◆ **Assignment**
An exact transcription of all the records is required, minus the images.

· · · · ·

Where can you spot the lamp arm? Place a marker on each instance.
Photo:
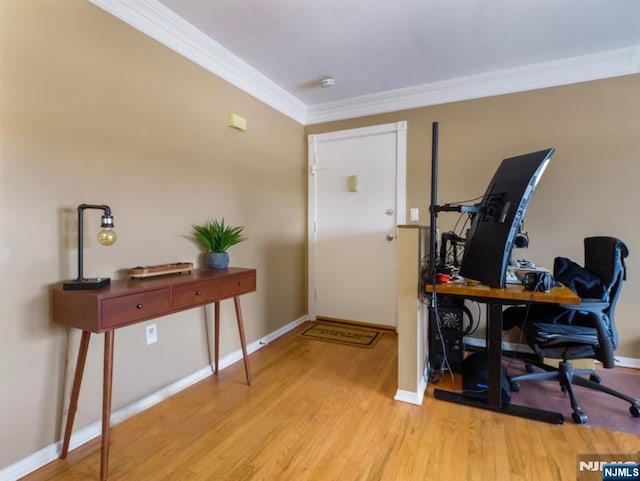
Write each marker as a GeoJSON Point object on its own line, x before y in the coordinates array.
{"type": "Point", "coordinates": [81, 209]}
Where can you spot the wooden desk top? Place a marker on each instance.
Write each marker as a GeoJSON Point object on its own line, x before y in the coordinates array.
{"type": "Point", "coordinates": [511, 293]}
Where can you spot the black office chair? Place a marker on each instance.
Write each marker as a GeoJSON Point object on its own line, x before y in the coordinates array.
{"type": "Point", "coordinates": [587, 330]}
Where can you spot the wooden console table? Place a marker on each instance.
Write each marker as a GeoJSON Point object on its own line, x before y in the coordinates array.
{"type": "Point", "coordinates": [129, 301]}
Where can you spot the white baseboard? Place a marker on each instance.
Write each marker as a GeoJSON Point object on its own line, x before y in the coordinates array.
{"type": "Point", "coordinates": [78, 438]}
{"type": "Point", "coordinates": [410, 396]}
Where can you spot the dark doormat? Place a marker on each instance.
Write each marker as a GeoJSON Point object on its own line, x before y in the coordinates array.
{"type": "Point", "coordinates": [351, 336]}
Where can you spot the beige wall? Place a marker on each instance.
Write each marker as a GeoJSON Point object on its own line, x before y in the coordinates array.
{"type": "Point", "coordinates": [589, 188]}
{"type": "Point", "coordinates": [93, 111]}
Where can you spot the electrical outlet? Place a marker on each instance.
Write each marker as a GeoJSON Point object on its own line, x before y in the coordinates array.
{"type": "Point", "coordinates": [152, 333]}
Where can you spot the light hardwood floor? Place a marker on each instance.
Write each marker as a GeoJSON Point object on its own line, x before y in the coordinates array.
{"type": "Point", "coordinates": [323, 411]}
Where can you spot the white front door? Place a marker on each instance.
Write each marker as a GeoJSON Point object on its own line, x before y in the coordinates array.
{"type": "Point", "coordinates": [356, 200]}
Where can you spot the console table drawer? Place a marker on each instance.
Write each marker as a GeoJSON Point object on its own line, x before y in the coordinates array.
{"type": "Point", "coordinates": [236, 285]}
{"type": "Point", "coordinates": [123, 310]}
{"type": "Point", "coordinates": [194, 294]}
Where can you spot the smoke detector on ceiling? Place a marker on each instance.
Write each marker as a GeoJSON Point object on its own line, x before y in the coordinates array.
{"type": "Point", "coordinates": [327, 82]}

· · · · ·

◆ **Result**
Where can you spot the lamp arm? Place a marker on each instance.
Photo:
Write each marker as a GeoJSON Point object on its own line, x before y in the coordinates array.
{"type": "Point", "coordinates": [81, 209]}
Where can you spot the wooden desk top? Place a marker on each instance.
Write each marker as a GeoJSON Point object on its own line, x before y in the coordinates array.
{"type": "Point", "coordinates": [511, 293]}
Where can you spot the black office chair? Place a marker on each instance.
Write each marker as a GeoJSON Point object on its own line, x before y in the coordinates array.
{"type": "Point", "coordinates": [587, 330]}
Where can you spot the wooden console table? Place a marker on each instance.
Write each marker as a GeoJSON Point object on its own line, x before y in the coordinates array.
{"type": "Point", "coordinates": [129, 301]}
Where can you spot the white baseboard? Place a marker on each instance.
Write each marker as a GeoJSON Point object on its own line, x before y in the coordinates array.
{"type": "Point", "coordinates": [78, 438]}
{"type": "Point", "coordinates": [410, 396]}
Where can you spot the dark doormat? Place a marker on each instance.
Write each marker as a GeoJSON Point object on its own line, x before y in the coordinates array.
{"type": "Point", "coordinates": [351, 336]}
Where can you spot the beige wall? Place a marker on each instance.
Write each marker as a GeoJSON Point object on its own line, x before y in the coordinates array.
{"type": "Point", "coordinates": [589, 188]}
{"type": "Point", "coordinates": [93, 111]}
Where can you spot the electrical outlet? Place a marker on each instance.
Write each marker as a GeoJSON Point object on its own line, x before y in the coordinates array.
{"type": "Point", "coordinates": [152, 333]}
Where can you spot the light hardwood floor? Place a marker on each instance.
Write each marker as a GeoJSON Point object on its own line, x before y in the coordinates array.
{"type": "Point", "coordinates": [323, 411]}
Where can you spot the white front door? Place a marker on each instance.
Write each marker as a GeoJSON Point object on its own line, x before y in the coordinates array.
{"type": "Point", "coordinates": [356, 200]}
Where can you spot the console table drawer? Place a marker on each instance.
Write each marker as a GeoJSON Point object on its own line, x before y in the coordinates array.
{"type": "Point", "coordinates": [236, 285]}
{"type": "Point", "coordinates": [123, 310]}
{"type": "Point", "coordinates": [194, 294]}
Where can you spot the smoke detector on ceiling? Place a marker on each instance.
Write each marker as a GeoJSON Point object on its own line, x before y in the coordinates array.
{"type": "Point", "coordinates": [327, 82]}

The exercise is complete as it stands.